*What you should do:*
Copy out all the records exactly.

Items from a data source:
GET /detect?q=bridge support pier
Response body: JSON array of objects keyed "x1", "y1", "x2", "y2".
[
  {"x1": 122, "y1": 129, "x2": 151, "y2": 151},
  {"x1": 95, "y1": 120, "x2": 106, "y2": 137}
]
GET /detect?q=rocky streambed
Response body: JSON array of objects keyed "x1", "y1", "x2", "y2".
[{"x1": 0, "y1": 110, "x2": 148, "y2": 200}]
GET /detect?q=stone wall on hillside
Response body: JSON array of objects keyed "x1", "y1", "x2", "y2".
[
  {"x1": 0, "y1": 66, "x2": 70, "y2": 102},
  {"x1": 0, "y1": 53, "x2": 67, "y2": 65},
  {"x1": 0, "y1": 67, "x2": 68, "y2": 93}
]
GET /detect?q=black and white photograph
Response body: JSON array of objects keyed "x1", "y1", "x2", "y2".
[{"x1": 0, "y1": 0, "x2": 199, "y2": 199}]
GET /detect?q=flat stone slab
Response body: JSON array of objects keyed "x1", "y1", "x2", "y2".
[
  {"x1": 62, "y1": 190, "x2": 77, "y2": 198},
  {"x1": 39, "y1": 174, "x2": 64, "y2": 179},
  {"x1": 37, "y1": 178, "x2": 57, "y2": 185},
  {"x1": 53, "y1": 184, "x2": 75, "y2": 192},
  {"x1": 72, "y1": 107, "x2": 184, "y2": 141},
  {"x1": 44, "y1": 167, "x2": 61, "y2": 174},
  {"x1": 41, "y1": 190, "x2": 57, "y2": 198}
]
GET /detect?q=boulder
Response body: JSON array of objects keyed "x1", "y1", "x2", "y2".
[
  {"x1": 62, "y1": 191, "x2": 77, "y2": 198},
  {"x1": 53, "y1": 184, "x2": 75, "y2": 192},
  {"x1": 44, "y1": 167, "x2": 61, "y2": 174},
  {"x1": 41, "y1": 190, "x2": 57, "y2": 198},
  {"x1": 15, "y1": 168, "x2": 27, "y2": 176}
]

*Written answer:*
GET /detect?q=bridge support pier
Response body: JSON array of objects keyed "x1", "y1", "x2", "y2".
[
  {"x1": 122, "y1": 129, "x2": 151, "y2": 151},
  {"x1": 95, "y1": 120, "x2": 106, "y2": 137}
]
GET /detect?q=rocky streambed
Response body: JSON array of objects keyed "x1", "y1", "x2", "y2".
[{"x1": 0, "y1": 110, "x2": 148, "y2": 200}]
GET /detect?q=stone wall on hillside
Response body: JSON array of objects keyed "x1", "y1", "x2", "y2".
[
  {"x1": 0, "y1": 66, "x2": 70, "y2": 102},
  {"x1": 0, "y1": 53, "x2": 67, "y2": 65},
  {"x1": 0, "y1": 67, "x2": 68, "y2": 93}
]
GET /detect?q=black and white photograph
Response body: JSON array of objects keyed "x1", "y1", "x2", "y2".
[{"x1": 0, "y1": 0, "x2": 199, "y2": 199}]
GET /detect?q=flat stone slab
Response body: JSON array of objects keyed "x1", "y1", "x2", "y2".
[
  {"x1": 62, "y1": 190, "x2": 77, "y2": 198},
  {"x1": 39, "y1": 174, "x2": 64, "y2": 179},
  {"x1": 37, "y1": 178, "x2": 57, "y2": 185},
  {"x1": 53, "y1": 184, "x2": 75, "y2": 192},
  {"x1": 72, "y1": 107, "x2": 184, "y2": 141},
  {"x1": 44, "y1": 167, "x2": 61, "y2": 174},
  {"x1": 41, "y1": 190, "x2": 57, "y2": 198}
]
GET /detect?q=boulder
Response body: JSON array of objects keyed "x1", "y1", "x2", "y2".
[
  {"x1": 62, "y1": 191, "x2": 77, "y2": 198},
  {"x1": 53, "y1": 184, "x2": 75, "y2": 192},
  {"x1": 44, "y1": 167, "x2": 61, "y2": 174},
  {"x1": 41, "y1": 190, "x2": 57, "y2": 198},
  {"x1": 15, "y1": 168, "x2": 27, "y2": 176}
]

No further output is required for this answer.